### Text block
Cheers to Harvard for Launching a $30 Million Center for Primary Care
Dear Editor of the AAFP News,
Cheers to Harvard School of Medicine for launching a $30 Million Center for Primary Care with Explicit Support for Family Medicine!
Today, it is better to build a “center of excellence geared toward transforming primary care education, research and delivery systems,” than to maintain a primary care division teaching the conventional knowledge and experiences on mostly “illness and suffering” service research.
Community-oriented primary care family medicine (COPCFM) research out of the hospital emergency rooms and offices needs a new US National Institute of Health focused in the study and transformation of research on family medicine. This is not only the most general and social medical specialty, but also the specialty with the most potential impact in a country health and global health of today.
The preventive COPCFM research should be more focused on the humane quality and length of life support systems out of the present biomedical and public health systems. It should balance more COPCFM research on main medical and health humane goals, primary living and health care, life quality and length; expanding COPCFM scientific research methods, with a broader clinical method for patient prevention, diagnosis, healing and treatment, and a more dynamic lifelong health maintenance investigation semiology and nosology; enhancing the scientific critical, creative thinking, innovation, invention and discovery, widening the COPCFM integrative spaces research programs; integrating to the last 200 years’ advances of scientific medicine, the best scientifically verified principles and methods of the old natural, complementary and alternative medicine over the basis of a broad integration research program; examining the harder-core COPCFM scientific research foundations, with all the unconventional underlying philosophical problems, reordering the core general concepts and basis, and harmonizing the analytic-reductionist and systemic-integrative approaches, through a meta-research program.

### Given records
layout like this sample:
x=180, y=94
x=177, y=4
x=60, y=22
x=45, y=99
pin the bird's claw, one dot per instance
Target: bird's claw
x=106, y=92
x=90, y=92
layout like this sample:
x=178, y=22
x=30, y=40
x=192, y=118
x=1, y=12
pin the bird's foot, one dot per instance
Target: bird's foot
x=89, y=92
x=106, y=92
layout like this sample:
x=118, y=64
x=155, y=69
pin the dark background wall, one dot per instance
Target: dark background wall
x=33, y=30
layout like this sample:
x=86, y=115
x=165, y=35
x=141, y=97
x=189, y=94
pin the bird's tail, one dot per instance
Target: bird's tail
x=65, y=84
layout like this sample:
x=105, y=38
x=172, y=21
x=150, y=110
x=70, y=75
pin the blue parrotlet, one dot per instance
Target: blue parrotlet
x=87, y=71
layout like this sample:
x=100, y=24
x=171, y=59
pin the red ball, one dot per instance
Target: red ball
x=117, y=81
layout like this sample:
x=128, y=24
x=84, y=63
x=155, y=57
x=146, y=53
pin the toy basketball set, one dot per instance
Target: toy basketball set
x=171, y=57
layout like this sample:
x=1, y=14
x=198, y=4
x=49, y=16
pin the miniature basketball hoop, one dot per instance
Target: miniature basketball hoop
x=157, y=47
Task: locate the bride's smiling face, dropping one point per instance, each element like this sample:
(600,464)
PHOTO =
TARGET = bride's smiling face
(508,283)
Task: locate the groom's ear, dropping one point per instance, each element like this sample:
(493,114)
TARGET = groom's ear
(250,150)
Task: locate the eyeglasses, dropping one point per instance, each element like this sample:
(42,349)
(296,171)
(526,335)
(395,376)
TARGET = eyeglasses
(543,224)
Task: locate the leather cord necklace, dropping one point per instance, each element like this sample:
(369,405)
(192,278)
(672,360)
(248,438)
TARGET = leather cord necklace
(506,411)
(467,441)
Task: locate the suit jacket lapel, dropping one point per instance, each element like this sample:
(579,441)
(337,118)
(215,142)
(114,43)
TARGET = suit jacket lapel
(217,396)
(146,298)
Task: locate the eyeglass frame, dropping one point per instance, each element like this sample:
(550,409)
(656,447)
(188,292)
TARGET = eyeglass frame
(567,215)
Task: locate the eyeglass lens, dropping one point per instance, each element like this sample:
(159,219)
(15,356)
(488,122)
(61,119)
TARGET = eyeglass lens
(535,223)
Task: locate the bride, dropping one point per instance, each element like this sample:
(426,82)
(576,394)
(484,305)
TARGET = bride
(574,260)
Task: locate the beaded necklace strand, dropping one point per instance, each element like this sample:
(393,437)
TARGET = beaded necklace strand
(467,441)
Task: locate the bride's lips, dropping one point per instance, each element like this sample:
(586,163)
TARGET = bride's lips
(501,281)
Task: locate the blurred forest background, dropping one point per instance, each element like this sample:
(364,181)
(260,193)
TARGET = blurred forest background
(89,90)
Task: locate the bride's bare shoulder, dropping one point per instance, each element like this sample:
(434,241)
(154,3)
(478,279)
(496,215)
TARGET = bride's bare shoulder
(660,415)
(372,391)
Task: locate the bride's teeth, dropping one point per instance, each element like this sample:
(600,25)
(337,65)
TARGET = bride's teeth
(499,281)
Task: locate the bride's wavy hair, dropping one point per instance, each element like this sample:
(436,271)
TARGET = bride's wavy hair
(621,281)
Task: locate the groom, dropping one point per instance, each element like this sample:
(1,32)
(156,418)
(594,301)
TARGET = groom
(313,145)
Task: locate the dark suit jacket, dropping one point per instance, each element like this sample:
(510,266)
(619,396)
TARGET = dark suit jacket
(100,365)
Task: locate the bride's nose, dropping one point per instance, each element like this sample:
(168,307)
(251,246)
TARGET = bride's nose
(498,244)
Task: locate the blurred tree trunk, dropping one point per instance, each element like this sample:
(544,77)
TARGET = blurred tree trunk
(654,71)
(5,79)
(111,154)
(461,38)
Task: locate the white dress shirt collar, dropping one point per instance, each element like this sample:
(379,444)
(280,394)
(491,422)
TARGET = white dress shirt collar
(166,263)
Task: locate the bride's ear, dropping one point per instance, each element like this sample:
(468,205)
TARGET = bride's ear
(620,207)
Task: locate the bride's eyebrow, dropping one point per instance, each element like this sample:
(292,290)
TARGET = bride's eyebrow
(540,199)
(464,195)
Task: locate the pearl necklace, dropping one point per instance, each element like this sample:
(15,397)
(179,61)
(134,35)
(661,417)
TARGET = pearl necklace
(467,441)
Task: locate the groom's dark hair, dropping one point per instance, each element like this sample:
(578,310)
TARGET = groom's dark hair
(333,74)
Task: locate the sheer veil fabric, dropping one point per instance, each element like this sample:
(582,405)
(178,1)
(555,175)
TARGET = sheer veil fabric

### Using the information
1. Answer these questions using the letter to the editor about Harvard's primary care center, one answer per line marked (a), (b), (c).
(a) How much money is the Harvard center for primary care?
(b) The letter is addressed to the editor of which publication?
(c) What new body does the letter say community-oriented primary care family medicine research needs?
2. Decide whether each statement agrees with the letter to the editor about Harvard's primary care center. Answer yes or no and quote the words of the letter that settle it.
(a) The letter says the Harvard center has explicit support for family medicine.
(b) The letter calls family medicine the least social medical specialty.
(c) The letter proposes integrating the advances of the last 100 years of scientific medicine.
3. Resume the letter to the editor about Harvard's primary care center, starting after its last sentence.

### Outputs in order
1.
(a) $30 million
(b) The AAFP News
(c) A new US National Institute of Health focused in the study and transformation of research on family medicine

2.
(a) Yes: "with Explicit Support for Family Medicine"
(b) No: "the most general and social medical specialty"
(c) No: "the last 200 years’ advances of scientific medicine"

3.
In 1980, I suggested the Cuban government the creation of a research institute for the COPC general practice problems. Responding to the call of the WHO/PAHO, I resigned in the Cuban Cancer Institute and went to work in staffs of two Health Community Centers, “Plaza” 1990-1994, and “Vedado” 2002-2005. There, I supported professors and residents in scientific research, training, and collaboratories with IT of the Cuban 1983-2010 COPCFM program. In 1990, I suggested to the government the building in the Plaza Center of an Institute for COPCFM, and nothing. In 1995-2005, I proposed the government and WHO/PAHO-HQs the Global Health COPCFM Research Line, and to reorganize the National Health Research Plans from the COPCFM centers, and nothing.
I would like to cooperate with all my possibilities to the success of that Harvard Center in COPCFM research, if possible.
Thank you.
Rodolfo J. Stusser, MD, MPH
AAFP International Member
Miami, Fl., USA.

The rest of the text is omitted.